> **Consigne 1**:
Répondez à ces questions d'après le texte sur le financement des hôpitaux :
(a) Quel ministère le texte désigne-t-il comme le régulateur ?
(b) Quelles sont les deux dernières réformes hospitalières citées ?
(c) Que signifie le sigle ENCC ?
> **Consigne 2**:
Recopiez, s'il vous plaît, le passage du texte sur le financement des hôpitaux qui va de « En effet, l’ENCC » à « les parcours de soins. ».

> **Texte à analyser**:
Le financement des hôpitaux, victime de l’effet réverbère

L’ambition du régulateur (ministère de la Santé) était, à travers la T2A, de faciliter la coordination des acteurs de la santé à partir d’un système de financement détaillé, proche de l’activité. Néanmoins, dans la pratique, très peu d’avancées ont été obtenues quant à l’analyse fine des parcours des malades et de l’organisation des processus de soins.

Des investigations scientifiques très récentes, menées dans plusieurs établissements hospitaliers publics français, démontrent que ce sont les manières dont les activités et les services hospitaliers sont pilotés qui limitent en grande partie l’évolution vers un financement au parcours de soins. Les unités de soins (pôles et services) sont les seuls éléments dont les recettes (et plus rarement le coût…) sont mesurés. Il s’agit là des conséquences de l’effet réverbère“, bien connu en management : l’attention des gestionnaires hospitaliers se concentre sur ce qui est mesuré plutôt que sur ce qui est important ou pertinent.

Des instruments de gestion peu adaptés

Les établissements hospitaliers publics français sont avant tout « malades » de leurs outils de gestion et des directives de gestion qui y sont associées (notamment celles des Agences Régionales de Santé).

Seule une révision complète de ces instruments pourrait permettre d’orienter ladite gestion en direction des parcours de soins, comme le suggéraient pourtant les dernières réformes hospitalières (loi HPST et loi Santé 2016).

En effet, l’ENCC (échelle nationale des coûts à méthodologie commune) et le retraitement comptable (RTC) au niveau national, la comptabilité analytique hospitalière (CAH) et les Comptes de Résultat par Activités (CREA) au niveau des établissements, orchestrent une gestion des établissements de santé centrée exclusivement sur l’unité de soin et ses activités.

Or, financer au parcours de soins impose assurément un redécoupage transversal des activités d’un hôpital en mesure de décrire des parcours par type de pathologie et de patients. C’est une révolution organisationnelle qui, dans le cas de la centralisation du modèle médical français, sera sans doute poussée d’en haut mais mise en œuvre en bas, à proximité du patient et des activités. Cette réorganisation suppose d’abord de savoir de quoi on parle quand on évoque les parcours de soins.

> **Données fournies**:
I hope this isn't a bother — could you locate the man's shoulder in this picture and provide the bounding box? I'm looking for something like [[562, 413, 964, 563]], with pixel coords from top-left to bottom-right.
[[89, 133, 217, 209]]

> **Réponse attendue 1**:
(a) Le ministère de la Santé.
(b) La loi HPST et la loi Santé 2016.
(c) Échelle nationale des coûts à méthodologie commune.

> **Réponse attendue 2**:
En effet, l’ENCC (échelle nationale des coûts à méthodologie commune) et le retraitement comptable (RTC) au niveau national, la comptabilité analytique hospitalière (CAH) et les Comptes de Résultat par Activités (CREA) au niveau des établissements, orchestrent une gestion des établissements de santé centrée exclusivement sur l’unité de soin et ses activités.

Or, financer au parcours de soins impose assurément un redécoupage transversal des activités d’un hôpital en mesure de décrire des parcours par type de pathologie et de patients. C’est une révolution organisationnelle qui, dans le cas de la centralisation du modèle médical français, sera sans doute poussée d’en haut mais mise en œuvre en bas, à proximité du patient et des activités. Cette réorganisation suppose d’abord de savoir de quoi on parle quand on évoque les parcours de soins.